### Texte retenu

Alors que leurs écoles et crèches sont fermées depuis de longues semaines, les Allemands s’intéressent de plus près au choix français de combattre la pandémie tout en permettant aux élèves de suivre les cours en présentiel.
En Allemagne, le temps commence à être long. Mercredi 10 février, les restrictions pour lutter contre la propagation du coronavirus ont été prolongées jusqu’en mars. Quant au sort des écoles, fermées depuis la mi-décembre, il est incertain. Ne pouvant imposer sa volonté de les laisser fermées jusqu’en mars, la chancelière, Angela Merkel, a confié la responsabilité de l’ouverture ou non des établissements scolaires et crèches à chacun des 16 Länder. Nombreux sont ceux qui souhaitent rouvrir en février.
Du coup, la presse s’interroge sur “l’autre solution” pour les écoles : celle de la France, par exemple. Longtemps peu envié outre-Rhin, au vu de sa situation épidémique plus virulente et de ses restrictions bien plus dures, l’Hexagone montre aujourd’hui une voie alternative : confinement ou pas, “les écoles et les crèches resteront ouvertes aussi longtemps que possible”, explique la radio publique bavaroise BR.
Même cet automne, quand les contaminations grimpaient en flèche, l’enseignement en présentiel a été maintenu, note le média. “Au besoin, les élèves doivent porter un masque à protection élevée en classe.” Et, passé les protestations du début, tout le monde semble s’être habitué aux mesures de protection. “Mais est-ce la bonne solution ? Est-elle meilleure que celle retenue en Allemagne ?”
Un prix à payer trop élevé
Pour le gouvernement français, habitué à de virulentes critiques sur sa gestion de la crise, l’accueil positif de cette décision doit faire du bien, explique la Tagesschau. Il a reçu les félicitations des pédiatres par la voix de Roger Cohen, pédiatre et infectiologue, tandis que l’Unesco soulignait que la France était l’un des pays qui réussissait le mieux à garder les établissements scolaires ouverts, constate le site.
La raison est simple, explique la Frankfurter Allgemeine Zeitung dès son titre : “Les conséquences [d’une fermeture] sont trop graves”. À la sortie du premier confinement, le pays avait constaté “avec effroi” ce que l’enseignement à distance avait fait aux élèves, explique le quotidien. “Difficultés de concentration, recul des connaissances, voire problèmes de comportement, tel était le bilan.” Dans des quartiers difficiles, “la fermeture des cantines scolaires avait privé nombre d’enfants de leur seul repas chaud de la journée.”

### Extrait des données
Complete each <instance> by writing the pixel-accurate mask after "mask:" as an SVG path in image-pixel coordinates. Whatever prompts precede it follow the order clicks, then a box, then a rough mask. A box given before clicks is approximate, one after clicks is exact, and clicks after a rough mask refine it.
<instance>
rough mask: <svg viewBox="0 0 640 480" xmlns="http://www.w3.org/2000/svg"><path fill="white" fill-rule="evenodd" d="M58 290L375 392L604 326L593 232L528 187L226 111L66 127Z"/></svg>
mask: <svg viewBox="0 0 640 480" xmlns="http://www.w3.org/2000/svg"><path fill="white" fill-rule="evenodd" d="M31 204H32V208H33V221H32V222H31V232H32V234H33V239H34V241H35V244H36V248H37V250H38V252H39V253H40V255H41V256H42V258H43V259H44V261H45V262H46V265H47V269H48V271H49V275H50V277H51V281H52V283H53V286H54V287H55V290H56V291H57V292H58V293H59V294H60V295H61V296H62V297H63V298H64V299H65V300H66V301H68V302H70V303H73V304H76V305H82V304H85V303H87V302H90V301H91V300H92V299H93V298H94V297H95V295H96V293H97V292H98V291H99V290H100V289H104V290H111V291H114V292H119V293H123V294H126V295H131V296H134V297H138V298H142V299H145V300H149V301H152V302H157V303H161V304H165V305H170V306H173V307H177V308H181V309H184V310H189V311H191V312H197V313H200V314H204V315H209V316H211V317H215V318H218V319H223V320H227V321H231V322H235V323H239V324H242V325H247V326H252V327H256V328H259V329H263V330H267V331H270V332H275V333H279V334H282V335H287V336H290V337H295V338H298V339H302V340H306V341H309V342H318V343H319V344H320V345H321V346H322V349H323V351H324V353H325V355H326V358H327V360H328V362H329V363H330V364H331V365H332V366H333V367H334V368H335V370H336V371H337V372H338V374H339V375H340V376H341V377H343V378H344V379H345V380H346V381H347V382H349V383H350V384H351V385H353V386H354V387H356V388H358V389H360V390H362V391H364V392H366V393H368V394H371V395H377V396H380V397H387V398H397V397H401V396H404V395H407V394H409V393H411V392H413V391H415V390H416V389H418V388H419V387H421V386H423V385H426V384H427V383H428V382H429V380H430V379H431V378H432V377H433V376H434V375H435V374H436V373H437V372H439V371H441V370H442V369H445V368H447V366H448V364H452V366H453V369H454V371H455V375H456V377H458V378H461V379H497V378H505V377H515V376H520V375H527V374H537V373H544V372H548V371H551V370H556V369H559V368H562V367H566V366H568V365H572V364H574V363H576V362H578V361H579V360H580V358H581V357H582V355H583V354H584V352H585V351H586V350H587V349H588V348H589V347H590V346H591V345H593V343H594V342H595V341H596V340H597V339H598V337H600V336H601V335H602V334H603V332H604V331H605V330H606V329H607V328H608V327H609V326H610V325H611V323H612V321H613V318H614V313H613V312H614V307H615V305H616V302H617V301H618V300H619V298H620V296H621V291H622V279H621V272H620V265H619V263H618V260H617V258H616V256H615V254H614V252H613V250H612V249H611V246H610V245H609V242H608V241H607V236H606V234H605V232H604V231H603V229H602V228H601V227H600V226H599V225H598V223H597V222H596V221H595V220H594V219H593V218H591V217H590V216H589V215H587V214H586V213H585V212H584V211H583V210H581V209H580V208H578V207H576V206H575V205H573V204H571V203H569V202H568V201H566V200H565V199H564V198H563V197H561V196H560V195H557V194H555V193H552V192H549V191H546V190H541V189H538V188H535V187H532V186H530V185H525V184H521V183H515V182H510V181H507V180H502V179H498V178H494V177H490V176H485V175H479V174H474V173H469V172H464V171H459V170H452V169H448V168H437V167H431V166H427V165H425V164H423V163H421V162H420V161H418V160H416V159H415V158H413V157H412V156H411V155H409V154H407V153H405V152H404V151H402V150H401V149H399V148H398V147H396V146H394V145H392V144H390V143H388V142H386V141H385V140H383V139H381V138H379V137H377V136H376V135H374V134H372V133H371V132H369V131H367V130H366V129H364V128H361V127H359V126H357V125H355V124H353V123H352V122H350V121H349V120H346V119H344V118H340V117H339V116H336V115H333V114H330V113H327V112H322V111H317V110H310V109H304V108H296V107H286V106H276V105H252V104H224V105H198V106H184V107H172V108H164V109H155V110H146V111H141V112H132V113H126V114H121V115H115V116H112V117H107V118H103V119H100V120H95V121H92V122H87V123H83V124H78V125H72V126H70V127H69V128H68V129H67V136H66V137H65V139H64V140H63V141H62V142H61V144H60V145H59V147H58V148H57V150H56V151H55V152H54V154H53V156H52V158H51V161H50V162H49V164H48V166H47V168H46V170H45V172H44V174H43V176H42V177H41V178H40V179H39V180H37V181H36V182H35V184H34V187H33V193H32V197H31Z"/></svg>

### Consignes
• A. Reproduisez sans modification le passage du texte retenu qui s'ouvre sur les mots contenant "Même cet automne, quand" et se clôt sur "constate le site.".
• B. Traduisez en anglais la phrase suivante du texte retenu : « Quant au sort des écoles, fermées depuis la mi-décembre, il est incertain. »
• C. D'après le texte retenu, jusqu'à quand les restrictions en Allemagne ont-elles été prolongées le mercredi 10 février ?

### Réponses attendues
• A.
Même cet automne, quand les contaminations grimpaient en flèche, l’enseignement en présentiel a été maintenu, note le média. “Au besoin, les élèves doivent porter un masque à protection élevée en classe.” Et, passé les protestations du début, tout le monde semble s’être habitué aux mesures de protection. “Mais est-ce la bonne solution ? Est-elle meilleure que celle retenue en Allemagne ?”
Un prix à payer trop élevé
Pour le gouvernement français, habitué à de virulentes critiques sur sa gestion de la crise, l’accueil positif de cette décision doit faire du bien, explique la Tagesschau. Il a reçu les félicitations des pédiatres par la voix de Roger Cohen, pédiatre et infectiologue, tandis que l’Unesco soulignait que la France était l’un des pays qui réussissait le mieux à garder les établissements scolaires ouverts, constate le site.

• B. As for the fate of the schools, closed since mid-December, it is uncertain.

• C. Jusqu'en mars.